Problem requirements:
Transcribe word for word the stretch from "Results: The 10-year" through "to learners' needs." in the abstract below on medico-legal advice calls from physicians-in-training.

Excerpt provided:

☆ ☆ ☆ ☆ ☆ ☆ ☆

Context: Available literature exploring medical liability and postgraduate medical education consistently posits that postgraduate trainees worry about their exposure to medico-legal liability. This assumption has formed the basis for research and curriculum development.
Objectives: The aim of this study is to use Canadian medico-legal data to describe the encounters that lead trainees to seek external guidance. This study will provide empirical evidence on trends and themes related to medico-legal advice requests from physicians-in-training.
Methods: Our primary dataset consisted of records of calls from physicians-in-training to the medico-legal help-line of the Canadian Medical Protective Association (CMPA), a national mutual defense organization providing medico-legal advice and liability protection for over 95% of Canada's physicians. We conducted a trend analysis of the frequency of calls for advice over 10 years from physician-in-training compared with non-trainee physicians. Furthermore, we performed a content analysis of calls made over the most recent 2 years (2016-2017) to elucidate the concerns that led to trainees seeking medico-legal advice.
Results: The 10-year trend analysis revealed that the annual growth in the number of advice calls from trainees (8.8%) exceeded other CMPA physician groups, and was in excess of trainee population growth over the same period. The content analysis identified 4 core themes: managing confidential information, complex care situations, academic matters, and patient safety incidents.
Conclusions: Our findings indicate that trainees are asking questions about their medico-legal liability with increasing frequency, and contribute new information as to the issues that lead to trainees seeking help. We believe that understanding trainees' medico-legal advice requests will support medical educators to tailor quality improvement education to learners' needs.

☆ ☆ ☆ ☆ ☆ ☆ ☆

Entries shown:
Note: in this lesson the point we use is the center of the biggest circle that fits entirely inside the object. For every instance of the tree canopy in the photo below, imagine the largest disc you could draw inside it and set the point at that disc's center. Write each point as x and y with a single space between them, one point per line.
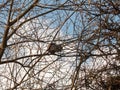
85 40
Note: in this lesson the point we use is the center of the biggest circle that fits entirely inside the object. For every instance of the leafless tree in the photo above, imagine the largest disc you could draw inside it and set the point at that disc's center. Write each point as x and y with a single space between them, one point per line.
59 44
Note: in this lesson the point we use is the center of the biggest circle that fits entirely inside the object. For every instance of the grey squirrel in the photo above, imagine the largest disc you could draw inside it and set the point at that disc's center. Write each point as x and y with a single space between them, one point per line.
53 47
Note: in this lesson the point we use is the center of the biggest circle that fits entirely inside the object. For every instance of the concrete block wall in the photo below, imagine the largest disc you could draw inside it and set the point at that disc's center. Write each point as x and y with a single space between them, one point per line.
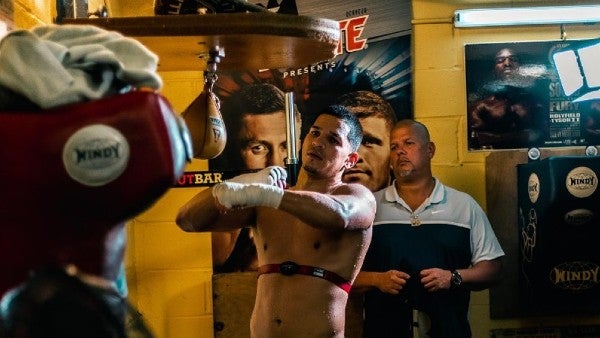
440 102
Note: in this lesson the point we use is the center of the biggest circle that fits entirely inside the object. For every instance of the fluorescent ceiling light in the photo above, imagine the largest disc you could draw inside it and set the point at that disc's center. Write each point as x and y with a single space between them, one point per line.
526 16
578 72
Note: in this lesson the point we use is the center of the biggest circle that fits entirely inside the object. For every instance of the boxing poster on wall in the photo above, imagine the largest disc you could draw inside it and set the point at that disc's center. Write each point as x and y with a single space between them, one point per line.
372 68
533 94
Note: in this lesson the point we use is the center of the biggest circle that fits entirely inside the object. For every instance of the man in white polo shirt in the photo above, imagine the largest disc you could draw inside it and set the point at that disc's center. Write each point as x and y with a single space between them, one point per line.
431 246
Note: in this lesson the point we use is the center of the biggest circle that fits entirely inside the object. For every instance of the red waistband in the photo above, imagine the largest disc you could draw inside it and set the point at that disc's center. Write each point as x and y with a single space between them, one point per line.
291 268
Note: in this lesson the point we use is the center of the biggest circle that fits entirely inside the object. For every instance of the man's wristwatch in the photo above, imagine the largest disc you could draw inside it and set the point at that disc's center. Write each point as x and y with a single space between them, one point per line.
455 280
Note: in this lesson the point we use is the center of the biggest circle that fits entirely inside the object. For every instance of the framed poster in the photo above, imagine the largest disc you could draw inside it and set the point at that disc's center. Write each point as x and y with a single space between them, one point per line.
532 94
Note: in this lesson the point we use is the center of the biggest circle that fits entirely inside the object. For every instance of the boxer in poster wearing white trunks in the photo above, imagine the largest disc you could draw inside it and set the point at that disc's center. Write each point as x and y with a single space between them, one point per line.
311 238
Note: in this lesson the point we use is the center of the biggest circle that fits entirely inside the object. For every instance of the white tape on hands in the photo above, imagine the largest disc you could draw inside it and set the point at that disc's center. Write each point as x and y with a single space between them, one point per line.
237 195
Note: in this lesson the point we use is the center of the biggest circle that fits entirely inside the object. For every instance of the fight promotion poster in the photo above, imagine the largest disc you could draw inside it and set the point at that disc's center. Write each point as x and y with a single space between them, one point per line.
533 94
373 56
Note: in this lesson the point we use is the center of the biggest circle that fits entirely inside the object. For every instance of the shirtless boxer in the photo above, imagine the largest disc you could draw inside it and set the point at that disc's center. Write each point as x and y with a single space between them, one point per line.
311 239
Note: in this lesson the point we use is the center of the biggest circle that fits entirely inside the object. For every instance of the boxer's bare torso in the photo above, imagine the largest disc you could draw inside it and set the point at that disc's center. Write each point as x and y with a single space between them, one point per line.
321 223
300 305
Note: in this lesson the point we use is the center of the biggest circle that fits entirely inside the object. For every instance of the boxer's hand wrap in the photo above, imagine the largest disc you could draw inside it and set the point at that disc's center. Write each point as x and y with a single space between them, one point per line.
237 195
272 175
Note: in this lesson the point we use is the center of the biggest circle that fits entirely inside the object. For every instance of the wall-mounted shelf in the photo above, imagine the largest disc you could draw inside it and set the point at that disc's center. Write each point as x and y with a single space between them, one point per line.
248 40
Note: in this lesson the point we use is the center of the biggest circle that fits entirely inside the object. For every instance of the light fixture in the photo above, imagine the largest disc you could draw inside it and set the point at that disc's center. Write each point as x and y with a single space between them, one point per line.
516 16
578 71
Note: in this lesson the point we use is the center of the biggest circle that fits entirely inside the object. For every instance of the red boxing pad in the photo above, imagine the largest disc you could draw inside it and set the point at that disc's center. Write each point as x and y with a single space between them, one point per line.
68 175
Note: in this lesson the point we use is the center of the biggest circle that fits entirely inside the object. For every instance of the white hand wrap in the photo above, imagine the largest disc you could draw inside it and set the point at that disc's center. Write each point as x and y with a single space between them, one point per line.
231 194
272 175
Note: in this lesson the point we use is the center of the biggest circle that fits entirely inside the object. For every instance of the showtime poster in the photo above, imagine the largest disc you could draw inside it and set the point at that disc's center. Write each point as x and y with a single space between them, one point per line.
533 94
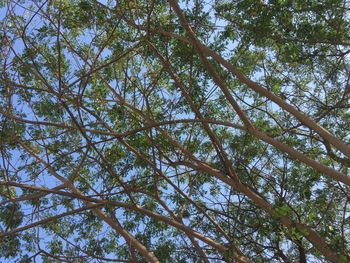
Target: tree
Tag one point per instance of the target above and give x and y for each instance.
(174, 131)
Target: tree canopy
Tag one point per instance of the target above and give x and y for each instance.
(174, 131)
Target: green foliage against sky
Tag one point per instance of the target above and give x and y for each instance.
(174, 131)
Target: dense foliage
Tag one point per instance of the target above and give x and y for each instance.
(174, 131)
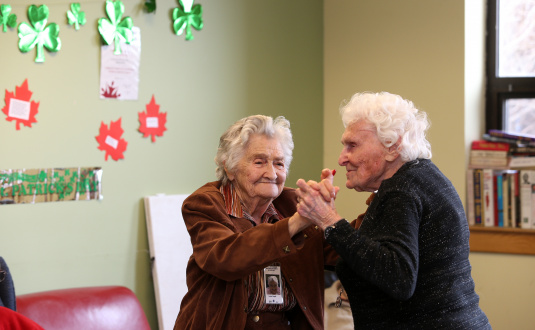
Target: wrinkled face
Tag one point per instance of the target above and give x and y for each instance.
(260, 175)
(364, 157)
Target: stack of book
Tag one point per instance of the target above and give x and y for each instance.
(501, 181)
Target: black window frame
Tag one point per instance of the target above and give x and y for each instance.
(498, 89)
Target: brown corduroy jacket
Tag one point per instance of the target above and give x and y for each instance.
(227, 249)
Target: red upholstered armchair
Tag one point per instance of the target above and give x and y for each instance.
(103, 308)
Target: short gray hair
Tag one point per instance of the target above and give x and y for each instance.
(233, 142)
(393, 117)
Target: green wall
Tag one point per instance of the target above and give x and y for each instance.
(251, 57)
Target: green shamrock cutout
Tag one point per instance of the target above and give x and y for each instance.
(6, 18)
(75, 16)
(115, 29)
(40, 34)
(184, 19)
(150, 6)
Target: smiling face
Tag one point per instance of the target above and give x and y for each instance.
(260, 175)
(367, 161)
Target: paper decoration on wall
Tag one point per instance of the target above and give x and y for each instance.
(186, 17)
(150, 6)
(75, 16)
(152, 122)
(110, 141)
(6, 18)
(50, 185)
(19, 107)
(119, 74)
(115, 30)
(40, 35)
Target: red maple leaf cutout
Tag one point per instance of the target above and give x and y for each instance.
(110, 92)
(18, 106)
(152, 122)
(110, 140)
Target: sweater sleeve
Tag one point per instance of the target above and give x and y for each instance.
(384, 251)
(231, 248)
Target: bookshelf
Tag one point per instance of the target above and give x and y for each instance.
(502, 240)
(505, 166)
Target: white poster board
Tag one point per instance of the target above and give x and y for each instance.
(170, 249)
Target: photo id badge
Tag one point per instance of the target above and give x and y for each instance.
(273, 284)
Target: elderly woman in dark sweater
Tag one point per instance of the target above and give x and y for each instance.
(406, 265)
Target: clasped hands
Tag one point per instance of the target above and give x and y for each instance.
(316, 200)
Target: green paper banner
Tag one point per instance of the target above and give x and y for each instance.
(50, 185)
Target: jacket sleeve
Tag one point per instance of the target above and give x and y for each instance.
(229, 248)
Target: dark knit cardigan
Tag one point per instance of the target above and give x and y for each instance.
(407, 265)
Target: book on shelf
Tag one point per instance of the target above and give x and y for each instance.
(488, 198)
(521, 161)
(489, 162)
(497, 178)
(521, 150)
(478, 193)
(493, 197)
(526, 199)
(470, 204)
(509, 199)
(516, 199)
(513, 137)
(490, 145)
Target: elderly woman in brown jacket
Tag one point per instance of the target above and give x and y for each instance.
(244, 228)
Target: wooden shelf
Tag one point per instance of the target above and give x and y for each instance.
(502, 240)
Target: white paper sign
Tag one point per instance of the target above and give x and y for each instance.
(119, 74)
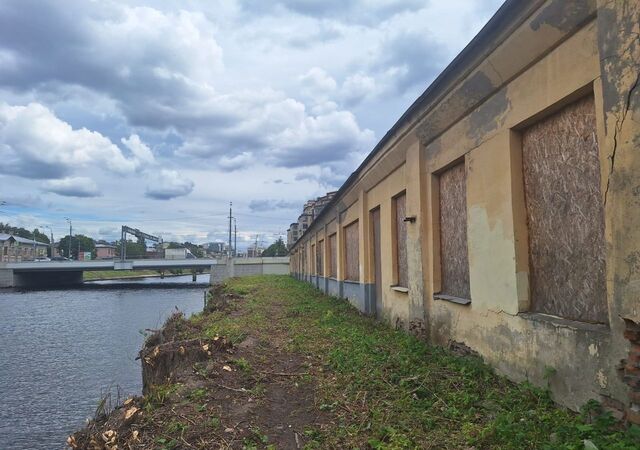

☆ ☆ ☆ ☆ ☆ ☆ ☆

Answer box:
Results: The 10-year trend analysis revealed that the annual growth in the number of advice calls from trainees (8.8%) exceeded other CMPA physician groups, and was in excess of trainee population growth over the same period. The content analysis identified 4 core themes: managing confidential information, complex care situations, academic matters, and patient safety incidents.
Conclusions: Our findings indicate that trainees are asking questions about their medico-legal liability with increasing frequency, and contribute new information as to the issues that lead to trainees seeking help. We believe that understanding trainees' medico-legal advice requests will support medical educators to tailor quality improvement education to learners' needs.